• **SUPPLIED TEXT**

======

Sensing weakness, the temple priests swoop in for the kill. Perhaps advised by spies that Jesus had been proclaimed the Son of God, and certainly with the evidence of his tirade in the temple, they summon him to pose the question directly: Is he the Messiah, the “King of the Jews?” However, if they thought that Jesus was on the ropes intellectually, they were mistaken. For in answer to their questions, and the questions of Pilate and Herod, he simply answers “You say I am.”

The Gospels give us no punctuation for this statement, and so it is generally read passively, without emotion. But we cannot imagine Jesus without emotion in this moment, not given the throes of passion just evidenced in the Garden of Gethsemane. There must have been something there, besides simple resignation.

So what would the emotion have been? That of the man pleading “Father, take this cup away from me!” – a petulant “You say I am.” That is to observe “Would you face the consequences of that admission? Then why do you expect me to say it?”

No, Jesus was a man of greater heart than that. Perhaps, then, it was “You say I am!” The proof of the statement was in their actions, this desperate attempt to preempt the rallying of the people to him after his non-violent provocations against their authority. If they did nothing, he would indeed become king, a king brought to authority by God, rather than by human methods.

Or was it a prophetic proclamation? As David had proclaimed his suffering twenty generations before, was Jesus merely observing to Pilate, “You say I am!” The ultimate authority of Rome, the Emperor himself, will one day proclaim Christ the Lord!

======

• **WHAT IS EXPECTED**
Revise the stretch of the passage on Jesus's answer to the temple priests from "Sensing weakness, the" through "besides simple resignation.", putting "outburst" in place of "tirade".

• **COLLECTED DATA**

======

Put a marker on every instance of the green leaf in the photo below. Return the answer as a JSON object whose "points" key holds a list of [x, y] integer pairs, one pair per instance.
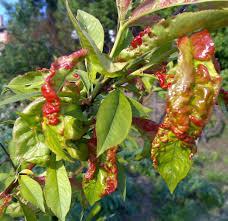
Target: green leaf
{"points": [[122, 7], [84, 76], [28, 140], [96, 59], [149, 6], [54, 140], [8, 99], [73, 128], [113, 121], [173, 163], [138, 110], [122, 181], [28, 213], [189, 22], [93, 27], [57, 189], [31, 191], [27, 83], [94, 188]]}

======

• **ANSWER TO THE TASK**
Sensing weakness, the temple priests swoop in for the kill. Perhaps advised by spies that Jesus had been proclaimed the Son of God, and certainly with the evidence of his outburst in the temple, they summon him to pose the question directly: Is he the Messiah, the “King of the Jews?” However, if they thought that Jesus was on the ropes intellectually, they were mistaken. For in answer to their questions, and the questions of Pilate and Herod, he simply answers “You say I am.”

The Gospels give us no punctuation for this statement, and so it is generally read passively, without emotion. But we cannot imagine Jesus without emotion in this moment, not given the throes of passion just evidenced in the Garden of Gethsemane. There must have been something there, besides simple resignation.